# Exercise description:
Output all of the data below exactly as given.
(Task inputs begins)
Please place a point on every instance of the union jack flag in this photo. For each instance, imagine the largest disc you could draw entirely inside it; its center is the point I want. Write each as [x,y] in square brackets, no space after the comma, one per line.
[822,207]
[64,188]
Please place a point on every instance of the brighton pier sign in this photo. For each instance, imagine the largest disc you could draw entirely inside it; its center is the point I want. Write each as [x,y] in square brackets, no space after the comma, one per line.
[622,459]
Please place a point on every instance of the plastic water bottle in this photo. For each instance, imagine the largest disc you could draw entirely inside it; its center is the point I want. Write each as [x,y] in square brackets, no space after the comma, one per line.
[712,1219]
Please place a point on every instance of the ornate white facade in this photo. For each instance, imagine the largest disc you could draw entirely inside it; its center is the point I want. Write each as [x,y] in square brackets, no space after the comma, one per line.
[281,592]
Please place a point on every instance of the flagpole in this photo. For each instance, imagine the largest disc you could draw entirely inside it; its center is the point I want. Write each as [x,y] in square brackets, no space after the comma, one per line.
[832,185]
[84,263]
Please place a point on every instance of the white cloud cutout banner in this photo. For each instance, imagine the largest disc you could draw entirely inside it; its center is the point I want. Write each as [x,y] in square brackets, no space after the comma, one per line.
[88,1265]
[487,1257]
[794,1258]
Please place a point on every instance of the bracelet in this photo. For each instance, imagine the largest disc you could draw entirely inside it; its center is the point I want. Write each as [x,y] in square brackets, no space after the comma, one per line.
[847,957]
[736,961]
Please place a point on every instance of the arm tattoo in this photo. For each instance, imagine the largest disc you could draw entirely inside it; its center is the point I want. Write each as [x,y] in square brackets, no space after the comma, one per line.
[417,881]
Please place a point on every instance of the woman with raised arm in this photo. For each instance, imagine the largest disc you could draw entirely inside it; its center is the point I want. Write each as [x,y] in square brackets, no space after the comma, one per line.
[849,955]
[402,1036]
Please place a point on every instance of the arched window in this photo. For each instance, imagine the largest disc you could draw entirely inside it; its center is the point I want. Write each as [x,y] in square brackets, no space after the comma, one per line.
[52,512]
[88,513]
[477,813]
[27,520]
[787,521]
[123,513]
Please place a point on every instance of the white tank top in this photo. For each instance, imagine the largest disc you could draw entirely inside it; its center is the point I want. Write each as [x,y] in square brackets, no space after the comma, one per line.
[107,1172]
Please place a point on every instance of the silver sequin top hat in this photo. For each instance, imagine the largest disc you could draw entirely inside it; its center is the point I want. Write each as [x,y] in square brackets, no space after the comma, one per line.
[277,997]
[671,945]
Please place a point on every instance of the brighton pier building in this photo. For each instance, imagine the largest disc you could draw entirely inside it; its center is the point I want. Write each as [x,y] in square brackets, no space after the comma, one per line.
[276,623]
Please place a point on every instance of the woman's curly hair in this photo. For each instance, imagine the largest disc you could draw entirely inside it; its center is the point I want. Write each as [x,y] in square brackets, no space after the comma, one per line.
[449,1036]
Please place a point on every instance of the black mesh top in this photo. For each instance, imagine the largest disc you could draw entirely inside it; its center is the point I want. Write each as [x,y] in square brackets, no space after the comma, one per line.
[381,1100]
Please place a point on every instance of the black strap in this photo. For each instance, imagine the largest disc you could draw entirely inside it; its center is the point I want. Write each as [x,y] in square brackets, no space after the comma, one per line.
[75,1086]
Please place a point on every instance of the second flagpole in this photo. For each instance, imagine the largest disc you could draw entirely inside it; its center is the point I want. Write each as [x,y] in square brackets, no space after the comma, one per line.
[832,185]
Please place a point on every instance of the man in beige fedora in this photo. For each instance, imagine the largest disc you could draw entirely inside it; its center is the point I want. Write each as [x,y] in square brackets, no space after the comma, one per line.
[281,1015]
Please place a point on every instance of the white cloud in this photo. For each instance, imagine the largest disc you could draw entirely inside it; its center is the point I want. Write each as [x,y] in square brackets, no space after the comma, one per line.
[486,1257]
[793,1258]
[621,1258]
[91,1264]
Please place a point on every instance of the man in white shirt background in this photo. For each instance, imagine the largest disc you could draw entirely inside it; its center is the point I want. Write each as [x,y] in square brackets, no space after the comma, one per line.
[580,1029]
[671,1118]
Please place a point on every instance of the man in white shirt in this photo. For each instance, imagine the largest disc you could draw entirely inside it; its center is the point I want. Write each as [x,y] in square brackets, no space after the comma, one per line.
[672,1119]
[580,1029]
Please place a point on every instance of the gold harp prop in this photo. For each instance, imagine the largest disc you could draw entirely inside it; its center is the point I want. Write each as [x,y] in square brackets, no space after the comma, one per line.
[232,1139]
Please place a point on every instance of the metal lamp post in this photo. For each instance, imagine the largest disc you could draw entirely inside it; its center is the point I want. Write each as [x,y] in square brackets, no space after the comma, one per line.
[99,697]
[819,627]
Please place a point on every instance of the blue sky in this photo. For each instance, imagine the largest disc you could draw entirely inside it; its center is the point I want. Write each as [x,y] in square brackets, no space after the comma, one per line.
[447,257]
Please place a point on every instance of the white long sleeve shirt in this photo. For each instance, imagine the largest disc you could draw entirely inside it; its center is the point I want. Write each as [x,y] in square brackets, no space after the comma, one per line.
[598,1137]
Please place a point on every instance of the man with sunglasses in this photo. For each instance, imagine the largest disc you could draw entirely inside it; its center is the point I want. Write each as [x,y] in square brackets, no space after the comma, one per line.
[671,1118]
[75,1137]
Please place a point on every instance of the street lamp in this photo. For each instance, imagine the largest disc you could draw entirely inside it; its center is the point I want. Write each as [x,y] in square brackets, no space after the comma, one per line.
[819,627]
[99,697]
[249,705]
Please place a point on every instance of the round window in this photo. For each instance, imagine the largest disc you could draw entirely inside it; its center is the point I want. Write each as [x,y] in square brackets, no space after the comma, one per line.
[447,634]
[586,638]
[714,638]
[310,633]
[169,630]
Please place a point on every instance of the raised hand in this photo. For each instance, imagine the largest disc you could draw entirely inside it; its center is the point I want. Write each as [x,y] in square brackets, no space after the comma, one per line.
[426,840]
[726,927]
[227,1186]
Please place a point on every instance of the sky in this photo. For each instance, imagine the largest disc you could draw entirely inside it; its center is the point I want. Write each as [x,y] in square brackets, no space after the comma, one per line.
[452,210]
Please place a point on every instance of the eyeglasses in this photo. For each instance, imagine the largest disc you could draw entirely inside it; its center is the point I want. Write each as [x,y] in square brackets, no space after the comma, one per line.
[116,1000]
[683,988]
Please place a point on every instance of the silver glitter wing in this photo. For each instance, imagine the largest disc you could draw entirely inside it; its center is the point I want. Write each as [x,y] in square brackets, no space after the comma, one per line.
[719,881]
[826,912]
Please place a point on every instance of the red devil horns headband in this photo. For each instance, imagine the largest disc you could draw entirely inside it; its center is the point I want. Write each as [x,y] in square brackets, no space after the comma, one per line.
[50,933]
(Task inputs ends)
# Result for this exercise:
Please place a point on every instance of the union jack flag in this photo. For each instance, imagine the largest disc you could draw entirely inside it; its center is the point I want. Write each as [x,y] in square brackets, no space after the comma, one per line.
[822,207]
[64,188]
Please place a point on every instance of the brighton pier sign in this photo. For each instance, imagine the largest disc you could draw entirely inside it; its center is the point I want. Write each as [x,y] in square brackets, no space after the comma, one per line.
[622,459]
Please place a point on every instance of the plastic water bottle in this photo. For each instance, imagine the largest disc you could draw entirely inside it; its center is the point I want. Write each as [x,y] in square brackets, no space after the comma, one per line.
[712,1219]
Please place a point on every instance of the ornate white facade in this photo. For each instance, imagine the largest disc you could draw entirely inside it; its center is the point I want. Write each as [x,y] in square brackets, no space after the comma, one per line.
[281,592]
Please place a point on every instance of the flagpole in this photo. For each instance, imagine the largest disc you could draw entirely inside it; its center is the point I want. Write each as [x,y] in square brackets, no space after the comma, one per line.
[832,185]
[84,263]
Please place a point on every instance of the white cloud cutout banner in this photo. For each instance, imagine the largest disc you could draw entirely inside it; its center is the point I want. Write each as [x,y] in square brackets, no space after the comma, one per line.
[88,1265]
[487,1257]
[794,1258]
Please place a point on every instance of the bracelet in this photo. For each instance, imagine the largest disc you could draw entirely inside it; its center is the point I want. Write each as [x,y] in square brackets, no space after the comma, one per line.
[847,957]
[736,961]
Please place a point on every instance of the arm tattoo in this photo. For each instance, imagine the largest disc you could draw entirely inside it; its center is the point I want. Write each as [x,y] in square brackets, no space after the comma, one per line.
[417,881]
Please place a point on every instance of the woman with raised arm in this photo. For each instance, imagine the largest disc you could draw entirely inside it; its center is the point I want. Write each as [x,y] in square brackets, no space after the comma, one per line.
[849,955]
[402,1036]
Please place a point on every instance of the arched window in this photo. For each instance, imagine the largest disc you could draw entirely inside it; its center is the point I want. Write each as [x,y] in square brackets, no space after the comma, one per line.
[52,512]
[88,513]
[477,813]
[27,520]
[787,521]
[123,513]
Please place a point on every instance of the white tank top in this photo. For each instance, imagine the largest disc you could draw entirely inside it; its center is the point I want. Write each as [x,y] in square brackets, no space after the comma, one per line.
[107,1172]
Please place a point on every instance of the silver sequin top hat in this photo. For each instance, imagine the largest disc you could draw entirely inside it; its center is the point I want. Write each as [x,y] in square brackets, no space after the comma, one per line.
[277,997]
[671,945]
Please place a point on every instance of the brighton pier building in this photo. For each instance, imagine the largest disc you could draw entirely inside it; its center is the point I want. Write each as [x,y] in square brackets, no space after the comma, one per line.
[276,623]
Please place a point on every instance of the woman's curly hair in this photo. For each instance, imagine the largest disc you could draw entirely inside it; its center is the point I want. Write each as [x,y] in square brackets, no space after the comma, one per line.
[449,1036]
Please place a point on every instance of the black mesh top in this photo. For each instance, imagine the largest disc you could draw entirely inside it; its center is the point I want. Write each as [x,y] in square brackets, no space after the comma, one per line.
[381,1100]
Please place a point on every instance of the black strap in this photo. For each instance, imagine the largest disc you could draw entirely inside it; its center is the point I want. Write each as [x,y] in square brackets, no space after the comma, one per line.
[75,1086]
Please place a point on every instance of the second flagpole in this photo. For each instance, imagine the largest disc you could draw entirely inside it; its center is the point I want. Write each as [x,y] in square brackets, no space after the comma, one per line.
[832,185]
Please place a point on every instance of the man in beige fedora in this photo. For each instance, imagine the largest disc you could draw entirely inside it; its center is the point I want. Write each as [x,y] in square brackets, no space after the comma, one per line.
[281,1015]
Please place a point on every instance of the white cloud in this photo. For each instance, imagine the largest disc you could draw entirely inside it; its center is the point I want. Write each as [x,y] in square brackets, no space after the comma, one per line.
[486,1257]
[793,1258]
[621,1258]
[91,1264]
Please place a point on every instance of the man in white shirt background in this photo. For each instance, imagine the largest disc you could draw entirely inside it; its center is the point I want. Write each as [x,y] in square brackets, no space after the comma, one per line.
[580,1029]
[671,1118]
Please place a point on every instance of the man in white shirt in this photo. For each instance, imagine the largest disc you could draw entirely inside it; its center is the point I want. Write each as [x,y] in square brackets, no space after the comma, one per line.
[672,1119]
[580,1029]
Please place a point on every instance of the gold harp prop in this photo. For each instance, imagine the largest disc you could draw entirely inside it; its center is the point I want. Write each as [x,y] in square brackets, no space after the comma, one per line.
[232,1139]
Please place a point on every instance of the metal lamp post in this photo. For each instance, imagine the largest disc you could draw entirely inside it; its center is the point I want. Write each as [x,y] in square brackets, no space after the comma, one per line.
[99,697]
[819,627]
Please place a point on every instance of the blue sky in this photo. For each instance, imagine the largest disc you could draw entirely inside it; its center is the point I want. Write each as [x,y] in square brackets, no space after the comma, one per line.
[447,257]
Please place a point on every instance of the white long sleeve shirt in this photo. For each instance, imagine the largest disc you could draw entirely inside it; its center is the point I want. Write each as [x,y] in square brackets, no space after the comma, one per line.
[598,1137]
Please place a point on every instance of the man with sunglasses in this photo. For each instance, imagine the largest disc you could draw entirely inside it; its center is the point I want. Write each as [x,y] in square brackets, no space after the comma, one per line.
[671,1118]
[75,1137]
Please place a point on every instance of the street lamp in this photo. For each instance, imagine the largest disc you could draw entirely inside it; its center is the point I want. Write each as [x,y] in square brackets, no space after the comma, one per line.
[819,627]
[99,697]
[249,705]
Please place a point on every instance of the round window in this photo. For each instance, imagine the largest disc you could draw entirely inside it; its center is the point I want. Write each as [x,y] in square brackets, no space after the comma, one per line.
[447,634]
[586,638]
[714,638]
[310,633]
[169,630]
Please place a point on every instance of the raised hand in this photo. For each instance, imagine the largest disc you could draw entirely inside it; its center is the point I want. Write each as [x,y] in square brackets, no space after the comma, one per line.
[426,840]
[726,927]
[227,1186]
Please place a point on every instance of the sky in this photo. For each instance, imagine the largest disc you could draw entirely inside it; its center is the point I want. Write each as [x,y] in square brackets, no space after the comma, one per line.
[452,210]
Please place a point on every instance of the eyeglasses in this photo. For each instance, imagine the largest disc you could draw entirely inside it; its center is the point I want. Write each as [x,y] in square brackets, no space after the comma, one per line.
[116,1000]
[683,988]
Please place a point on every instance of the silver glitter wing in this photo. For each instance, imagine the largest disc you could draw entirely inside it; its center is the point I want. Write each as [x,y] in square brackets, no space after the comma, one per line.
[719,881]
[826,912]
Please place a point on every instance of the red devil horns headband in this photo. For each instance, imagine the largest disc you could draw entirely inside it; its center is the point I want. Write each as [x,y] in square brackets, no space after the comma, one per line.
[50,933]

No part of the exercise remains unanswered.